SOURCE TEXT below:

Biomimetic formation of fluorapatite nanorods in confinement and the opposite effects of additives on the crystallization kinetics

Enameloid is the most highly mineralized tissue of shark teeth with excellent mechanical properties, which consists of fluorapatite (FAP) crystallites in the form of an intricate hierarchical arrangement. However, the crystallization process of FAP within biological confined volumes is still unknown. Here, we introduce track-etched membranes with cylindrical channels as an available alternative to synthesize biomimetic FAP nanorods in confinement. We show that amorphous calcium phosphate (ACP) nanoparticles first precipitate and aggregate within the channels and then transform into crystalline FAP nanorods through a solid-state transformation pathway. During the crystallization process, crystal domains with different orientations are observed, which further fuse into large crystalline grains oriented along the [002] direction. More interestingly, we find that all additives, such as Mg2+, Sr2+ and poly(acrylic acid sodium salt) (PAAs), could accelerate the crystallization process of FAP nanorods at low concentrations while significantly stabilizing amorphous nanorods at high concentrations. Overall, these results demonstrate the important roles of confinement and additives in controlling the crystallization kinetics and morphology of inorganic crystals and provide inspiration for the rapid synthesis of biomimetic materials with outstanding properties.

Automated summary

Researchers have successfully synthesized biomimetic fluorapatite nanorods using track-etched membranes and found that additives play an important role in controlling the crystallization process of the crystals. These findings provide valuable inspiration for the rapid synthesis of biomimetic materials with outstanding properties.

End of SOURCE TEXT.
STUDY MATERIAL below:

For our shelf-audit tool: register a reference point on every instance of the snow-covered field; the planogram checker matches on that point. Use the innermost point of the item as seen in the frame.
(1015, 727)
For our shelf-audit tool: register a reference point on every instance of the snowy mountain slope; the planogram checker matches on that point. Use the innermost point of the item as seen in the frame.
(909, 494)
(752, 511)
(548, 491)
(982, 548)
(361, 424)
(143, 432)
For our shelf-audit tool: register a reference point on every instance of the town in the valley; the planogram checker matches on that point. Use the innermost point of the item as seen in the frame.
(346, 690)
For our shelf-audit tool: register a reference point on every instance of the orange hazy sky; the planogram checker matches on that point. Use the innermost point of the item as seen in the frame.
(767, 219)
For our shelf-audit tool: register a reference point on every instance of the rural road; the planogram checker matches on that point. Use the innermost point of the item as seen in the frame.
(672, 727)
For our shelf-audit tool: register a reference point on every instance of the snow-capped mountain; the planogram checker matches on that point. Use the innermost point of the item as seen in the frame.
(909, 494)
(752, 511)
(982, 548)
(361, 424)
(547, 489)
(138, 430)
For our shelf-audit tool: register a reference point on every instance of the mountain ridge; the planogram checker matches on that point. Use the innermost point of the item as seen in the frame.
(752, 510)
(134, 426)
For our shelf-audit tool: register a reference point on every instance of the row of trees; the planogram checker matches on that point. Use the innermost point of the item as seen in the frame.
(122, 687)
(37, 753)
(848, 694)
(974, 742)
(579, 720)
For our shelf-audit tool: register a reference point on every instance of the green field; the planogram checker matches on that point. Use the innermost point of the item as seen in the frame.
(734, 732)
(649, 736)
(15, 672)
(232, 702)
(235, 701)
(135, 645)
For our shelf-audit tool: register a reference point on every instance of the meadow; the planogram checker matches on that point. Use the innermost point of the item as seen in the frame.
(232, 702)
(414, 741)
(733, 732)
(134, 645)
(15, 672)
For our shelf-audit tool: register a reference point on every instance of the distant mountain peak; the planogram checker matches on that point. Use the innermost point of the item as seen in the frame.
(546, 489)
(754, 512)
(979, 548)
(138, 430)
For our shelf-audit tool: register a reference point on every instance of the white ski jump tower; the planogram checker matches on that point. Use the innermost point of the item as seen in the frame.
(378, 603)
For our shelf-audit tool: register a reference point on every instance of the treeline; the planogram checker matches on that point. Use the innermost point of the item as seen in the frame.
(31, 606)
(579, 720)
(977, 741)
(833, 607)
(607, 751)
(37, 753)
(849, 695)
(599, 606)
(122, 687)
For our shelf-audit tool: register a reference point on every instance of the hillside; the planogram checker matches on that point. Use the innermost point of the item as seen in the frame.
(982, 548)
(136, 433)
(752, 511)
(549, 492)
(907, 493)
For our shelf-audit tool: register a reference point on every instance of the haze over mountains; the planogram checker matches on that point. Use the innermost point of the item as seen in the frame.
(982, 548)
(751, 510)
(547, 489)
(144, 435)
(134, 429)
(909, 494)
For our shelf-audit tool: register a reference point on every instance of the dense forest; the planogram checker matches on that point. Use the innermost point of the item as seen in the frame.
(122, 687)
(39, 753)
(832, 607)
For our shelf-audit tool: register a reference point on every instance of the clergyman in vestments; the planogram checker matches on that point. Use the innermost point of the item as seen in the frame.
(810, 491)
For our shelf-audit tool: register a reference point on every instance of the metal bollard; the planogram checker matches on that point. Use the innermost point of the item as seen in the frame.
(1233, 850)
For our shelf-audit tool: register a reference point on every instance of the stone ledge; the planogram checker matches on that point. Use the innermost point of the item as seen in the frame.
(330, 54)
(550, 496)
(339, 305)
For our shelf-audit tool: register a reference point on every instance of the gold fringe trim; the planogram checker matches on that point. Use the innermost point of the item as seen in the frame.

End of STUDY MATERIAL.

- _ACTION ITEM_: In the source text on fluorapatite nanorods, into what do the amorphous calcium phosphate nanoparticles transform within the channels, and by what pathway?

- _TASK RESPONSE_: They transform into crystalline fluorapatite (FAP) nanorods through a solid-state transformation pathway.